Task to complete:
Filter the records below and keep only the lines that contain the string "Target", matching uppercase and lowercase exactly.

'''

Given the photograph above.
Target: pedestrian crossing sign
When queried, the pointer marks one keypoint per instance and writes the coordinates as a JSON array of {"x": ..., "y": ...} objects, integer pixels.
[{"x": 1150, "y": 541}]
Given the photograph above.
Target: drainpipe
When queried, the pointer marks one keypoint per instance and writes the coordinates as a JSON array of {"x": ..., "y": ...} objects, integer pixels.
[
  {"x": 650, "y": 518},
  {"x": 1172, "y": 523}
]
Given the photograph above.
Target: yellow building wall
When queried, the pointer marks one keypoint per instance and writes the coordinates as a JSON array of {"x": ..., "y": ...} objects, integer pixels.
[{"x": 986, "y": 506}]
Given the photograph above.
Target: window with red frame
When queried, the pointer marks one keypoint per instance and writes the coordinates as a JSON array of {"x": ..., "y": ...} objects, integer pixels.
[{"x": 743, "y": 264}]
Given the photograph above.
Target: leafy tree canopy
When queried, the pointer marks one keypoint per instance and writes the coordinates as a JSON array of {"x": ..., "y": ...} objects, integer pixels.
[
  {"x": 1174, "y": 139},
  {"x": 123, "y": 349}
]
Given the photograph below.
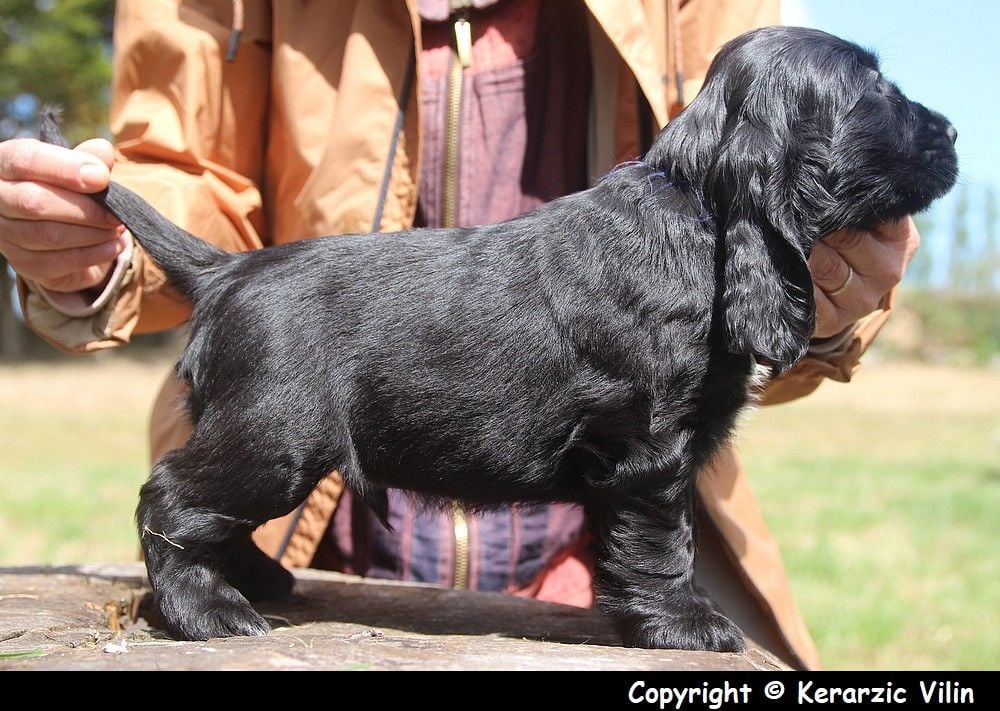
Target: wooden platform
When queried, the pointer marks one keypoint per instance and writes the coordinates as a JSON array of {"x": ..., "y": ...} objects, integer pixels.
[{"x": 89, "y": 617}]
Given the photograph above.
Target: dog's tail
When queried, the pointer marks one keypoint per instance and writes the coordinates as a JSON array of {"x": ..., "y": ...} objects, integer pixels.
[{"x": 187, "y": 261}]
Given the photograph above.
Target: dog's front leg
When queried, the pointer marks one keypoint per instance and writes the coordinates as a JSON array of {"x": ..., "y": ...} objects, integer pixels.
[{"x": 644, "y": 571}]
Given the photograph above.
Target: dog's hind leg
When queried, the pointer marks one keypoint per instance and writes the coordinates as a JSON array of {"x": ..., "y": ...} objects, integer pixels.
[
  {"x": 644, "y": 571},
  {"x": 195, "y": 517}
]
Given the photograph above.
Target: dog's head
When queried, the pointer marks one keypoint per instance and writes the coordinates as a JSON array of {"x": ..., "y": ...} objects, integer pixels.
[{"x": 796, "y": 134}]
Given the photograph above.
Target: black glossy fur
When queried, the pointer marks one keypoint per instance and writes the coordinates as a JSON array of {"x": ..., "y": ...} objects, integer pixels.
[{"x": 596, "y": 350}]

'''

Worked solution:
Target: pedestrian crossing sign
Target: drainpipe
Target: yellow building wall
Target: window with red frame
Target: leafy tree canopy
Target: wooden platform
Target: dog's tail
Target: dog's front leg
Target: dog's hind leg
Target: dog's head
Target: black glossy fur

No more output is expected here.